* begin *
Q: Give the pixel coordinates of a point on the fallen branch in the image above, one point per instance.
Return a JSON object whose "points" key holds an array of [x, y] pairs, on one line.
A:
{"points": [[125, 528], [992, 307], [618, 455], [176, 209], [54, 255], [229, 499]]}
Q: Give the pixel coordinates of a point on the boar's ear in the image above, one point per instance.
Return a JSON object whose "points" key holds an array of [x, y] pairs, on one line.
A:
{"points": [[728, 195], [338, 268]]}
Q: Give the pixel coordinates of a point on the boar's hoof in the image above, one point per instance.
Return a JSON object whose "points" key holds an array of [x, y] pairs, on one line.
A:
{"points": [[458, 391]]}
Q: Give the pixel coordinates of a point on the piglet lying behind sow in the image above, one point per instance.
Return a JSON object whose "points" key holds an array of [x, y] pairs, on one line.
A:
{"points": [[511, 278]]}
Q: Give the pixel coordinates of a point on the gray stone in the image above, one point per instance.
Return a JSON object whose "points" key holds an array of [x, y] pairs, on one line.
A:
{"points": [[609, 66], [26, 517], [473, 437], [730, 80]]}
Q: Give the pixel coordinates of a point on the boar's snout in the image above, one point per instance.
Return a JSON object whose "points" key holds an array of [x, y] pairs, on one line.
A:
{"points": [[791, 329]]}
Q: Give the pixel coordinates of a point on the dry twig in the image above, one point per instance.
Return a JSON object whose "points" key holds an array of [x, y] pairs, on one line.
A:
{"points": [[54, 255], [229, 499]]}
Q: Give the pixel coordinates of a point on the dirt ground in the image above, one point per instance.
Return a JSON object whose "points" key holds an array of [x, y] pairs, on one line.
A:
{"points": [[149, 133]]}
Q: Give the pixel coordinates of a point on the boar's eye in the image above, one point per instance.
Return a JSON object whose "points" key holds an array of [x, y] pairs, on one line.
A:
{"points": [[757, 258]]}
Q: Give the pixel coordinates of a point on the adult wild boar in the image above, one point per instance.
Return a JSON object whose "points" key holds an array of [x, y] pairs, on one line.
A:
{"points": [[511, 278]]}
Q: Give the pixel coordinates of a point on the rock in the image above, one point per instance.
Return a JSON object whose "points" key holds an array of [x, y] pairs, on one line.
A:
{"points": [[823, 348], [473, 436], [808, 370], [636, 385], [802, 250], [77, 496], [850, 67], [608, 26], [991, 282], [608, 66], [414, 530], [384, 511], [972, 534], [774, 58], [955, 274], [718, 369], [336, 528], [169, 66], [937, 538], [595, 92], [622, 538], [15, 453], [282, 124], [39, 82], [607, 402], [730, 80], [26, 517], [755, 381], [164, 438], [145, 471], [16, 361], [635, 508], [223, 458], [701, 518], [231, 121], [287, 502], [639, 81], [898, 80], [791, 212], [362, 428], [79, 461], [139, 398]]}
* end *
# Problem statement
Set all of the records down again, exactly as they stand.

# Finished answer
Q: Give the pixel coordinates of a point on the fallen branch in the image above, one point per instance.
Return a JSON object whose "points" key holds an array of [x, y] pairs, on one line.
A:
{"points": [[125, 528], [992, 307], [618, 455], [176, 209], [54, 255], [229, 499]]}
Q: Give the pixel coordinates of a point on the boar's ear in the image above, one point per instance.
Return a JSON object whose "points" key holds an array of [x, y] pairs, on one line.
A:
{"points": [[728, 195], [338, 268]]}
Q: Give the pixel coordinates of a point on the boar's hoof in the image above, one point per instance.
Return a JSON object whose "points" key holds an array of [x, y] pairs, on one line.
A:
{"points": [[458, 391]]}
Q: Give the pixel coordinates of a point on the piglet lying behind sow in the image above, one point per instance.
Return a JSON object whose "points" key holds an array of [x, y] pairs, on one line.
A:
{"points": [[511, 278]]}
Q: Give the pixel coordinates of a point on the gray stone in the image above, one point per instance.
Return a JSON object whose "points" key holds an array of [x, y] pairs, on one line.
A:
{"points": [[609, 66], [26, 517], [473, 437], [730, 80]]}
Q: Give the pixel coordinates of a point on the boar's snout in the image above, one point per instance.
Return a JSON object whose "points" key holds an array of [x, y] pairs, on one line.
A:
{"points": [[791, 329]]}
Q: Give the pixel coordinates of a point on the dry twig in the image above, one point per instance.
Return a JSON object whose "points" key holds an array of [x, y] pairs, on one line.
A:
{"points": [[54, 255], [229, 499]]}
Q: Give the pixel coordinates of a point on the dirt ground in the image above, one point per instance.
Return a JSON object whose "points" key holds an array of [x, y] pairs, on one line.
A:
{"points": [[149, 133]]}
Q: Give the pixel coordinates of a point on the boar's eye in the image above, one point per instance.
Return a JSON object whose "points" key holds an array of [x, y] pairs, on one line.
A:
{"points": [[757, 258]]}
Q: Give the pixel coordinates of a point on the adult wild boar in the image above, one point per instance.
Return a JSON object whose "points" key holds an array of [x, y] pairs, on one line.
A:
{"points": [[511, 278]]}
Q: Give the pixel coordinates of a point on the rock in the image above, one point per instance.
Return a JSON object whose "points" key holds an array of [x, y] pairs, on one line.
A:
{"points": [[823, 348], [473, 436], [808, 370], [636, 385], [802, 250], [77, 496], [850, 67], [608, 26], [991, 282], [608, 66], [414, 530], [384, 511], [972, 534], [774, 58], [955, 274], [718, 369], [336, 528], [169, 66], [937, 538], [595, 92], [622, 538], [15, 453], [282, 124], [39, 82], [607, 402], [730, 80], [26, 517], [755, 381], [164, 438], [145, 471], [16, 361], [635, 508], [223, 458], [701, 518], [231, 121], [287, 502], [639, 81], [898, 80], [791, 212], [362, 428], [79, 461], [139, 398]]}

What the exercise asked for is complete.